**Your objective**: In the BeagleBone Black OpenCV guide, how much disk space can running "sudo apt-get clean" free up?

**Excerpted passage**:
★ ★ ★ ★
An updated guide to get hardware-accelerated OpenCV on BeagleBone Black

If you're interested in BBB and OpenCV, you must have known Michael Darling's guide. Seriously, if you have not read it, go read it please to understand the hard works that people have done to make our life with BBB much much easier. These two blog posts about BBB and OpenCV are also very interesting [1] & [2].

That guide is dated to September 24, 2013. Since then, many things have changed, and fortunately, things are much easier now. I will point out steps that need to be changed from the guide (due to links changes, sources changes, ...). I will also include some steps that I hope will make things easier new comers.

My steps assume that your main operating system is Windows.

This is is intended to be used side by side with Michael Darling's guide. Michael Darling wrote a really excellent guide, I just want to update and add some steps.

You have to install Ubuntu onto your BBB. Go to here, I recommend getting Ubuntu Precise 12.04. I also recommend flash it directly to your eMMC, as your eMMC is much faster than any uSD card. You can do that by:
  1. Download ubuntu-precise-12.04.3-armhf-3.8.13-bone30.img.xz to your desktop
  2. Extract it (you need 7-zip, it's a free and very powerful archive manager)
  3. Copy it to the root of your uSD card
  4. Go to here, download it, and do as instructed to perform flashing
We need to install dependencies, tons of them. Make an "install.sh" file with the following content is the easiest and most automatic way to do so:

1
2
3
4
5
6
7
sudo apt-get -y install build-essential checkinstall cmake cmake-curses-gui pkg-config yasm
sudo apt-get -y install libtiff4-dev libjpeg-dev libjasper-dev
sudo apt-get -y install libavcodec-dev libavformat-dev libswscale-dev libxine-dev libgstreamer0.10-dev libgstreamer-plugins-base0.10-dev libv4l-dev
sudo apt-get -y install python-dev python-numpy
sudo apt-get -y install libfaac-dev libmp3lame-dev libopencore-amrnb-dev libopencore-amrwb-dev libtheora-dev libvorbis-dev libxvidcore-dev
sudo apt-get -y install x264 v4l-utils ffmpeg
sudo apt-get -y install libgtk2.0-dev

And one tip for you, doing "sudo apt-get clean" after installing packages will clean the download cache and free up disk space (it can free 200-400MB, which matters much on BBB).
★ ★ ★ ★
**Excerpted records**:
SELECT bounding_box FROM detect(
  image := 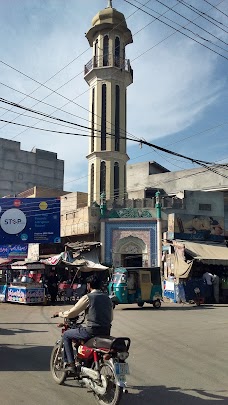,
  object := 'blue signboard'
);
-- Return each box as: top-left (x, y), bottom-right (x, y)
top-left (0, 244), bottom-right (28, 259)
top-left (0, 198), bottom-right (60, 245)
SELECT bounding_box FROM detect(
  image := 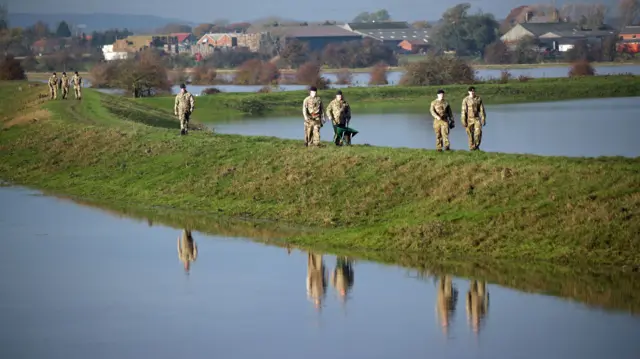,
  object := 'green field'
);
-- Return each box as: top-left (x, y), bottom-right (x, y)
★ ★ ★ ★
**Finished task**: 200-400MB.